For example, I'm now running 11.0-CURRENT with a brand new installation of all needed ports (on a separate ZFS dataset), but my home dir is shared among different installations. And printing to LPD from LibreOffice works just as fine there, as it does in the old one.

Hope this _is_ good news


----------



## free-and-bsd (Nov 10, 2015)

OK, for further reference and to get things united in one place:

after the installation of recent enough editors/libreoffice one ends up with that one file called /usr/local/lib/libreoffice/share/psprint/psprint.conf among the installed documentation. It just has some changeable settings (most important ones, I guess), among them there is *Command=*... setting, also *QuickCommand=...* for the instant printing button to print without dialogue.

The file then can be copied over to one's home directory into .config/libreoffice/4/user/psprint and then be edited to suit one's needs. I've checked this trick on a new user created for this particular purposes. It contains the default [Generic Printer] section, which can be copy-pasted into a [Custom Printer] section in the same file to contain some different printer settings.

Another printing related thing libreoffice has is the file /usr/local/lib/libreoffice/share/psprint/driver/SGENPRT.PS , which is nothing else but a "generic" PPD file. Looks like it handles the printer-independent part of the PS-formatted output to be sent to a PS-compatible printer. This PPD file, I guess, is used by libreoffice's GUI-based printing dialogue when configuring printing options: duplex, number of pages, collate etc. Isn't this why it needs be linked against cups libs? I'll check that Yes, it is.

It is our part then to write a simple enough filter to redirect the output to the printer device itself. For example, one may want to print to a samba-shared printer.


----------

EXTRACTED MATERIAL:
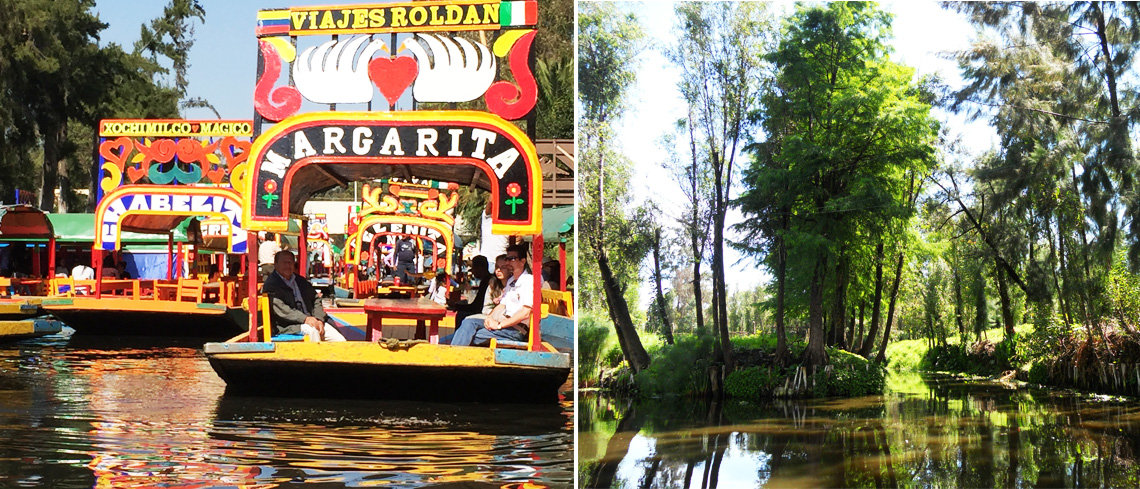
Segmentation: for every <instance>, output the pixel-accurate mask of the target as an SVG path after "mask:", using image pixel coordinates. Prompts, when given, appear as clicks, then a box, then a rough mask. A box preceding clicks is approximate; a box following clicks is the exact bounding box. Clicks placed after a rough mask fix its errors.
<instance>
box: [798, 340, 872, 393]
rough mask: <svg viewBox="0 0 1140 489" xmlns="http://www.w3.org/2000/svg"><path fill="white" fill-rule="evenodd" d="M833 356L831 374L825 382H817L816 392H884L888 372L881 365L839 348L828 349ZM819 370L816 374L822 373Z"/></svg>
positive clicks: (821, 370)
mask: <svg viewBox="0 0 1140 489" xmlns="http://www.w3.org/2000/svg"><path fill="white" fill-rule="evenodd" d="M828 356H829V357H830V358H831V367H832V370H831V375H829V376H828V377H827V378H825V380H824V382H822V384H823V385H822V389H821V385H820V384H821V383H820V382H816V389H815V390H816V393H817V394H822V396H844V397H857V396H869V394H877V393H882V388H884V386H885V385H886V377H887V375H886V374H887V372H886V369H884V368H882V367H881V366H878V365H874V364H872V362H870V361H868V359H865V358H863V357H860V356H857V354H855V353H852V352H848V351H844V350H840V349H837V348H832V349H828ZM822 374H823V372H822V370H821V372H817V373H816V375H822Z"/></svg>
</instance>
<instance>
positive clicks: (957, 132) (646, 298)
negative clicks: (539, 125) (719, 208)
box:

TASK DETAILS:
In the forum thread, which psprint.conf setting serves the instant printing button that prints without a dialogue? Rely only on the forum thread.

WRITTEN SOLUTION:
The QuickCommand= setting.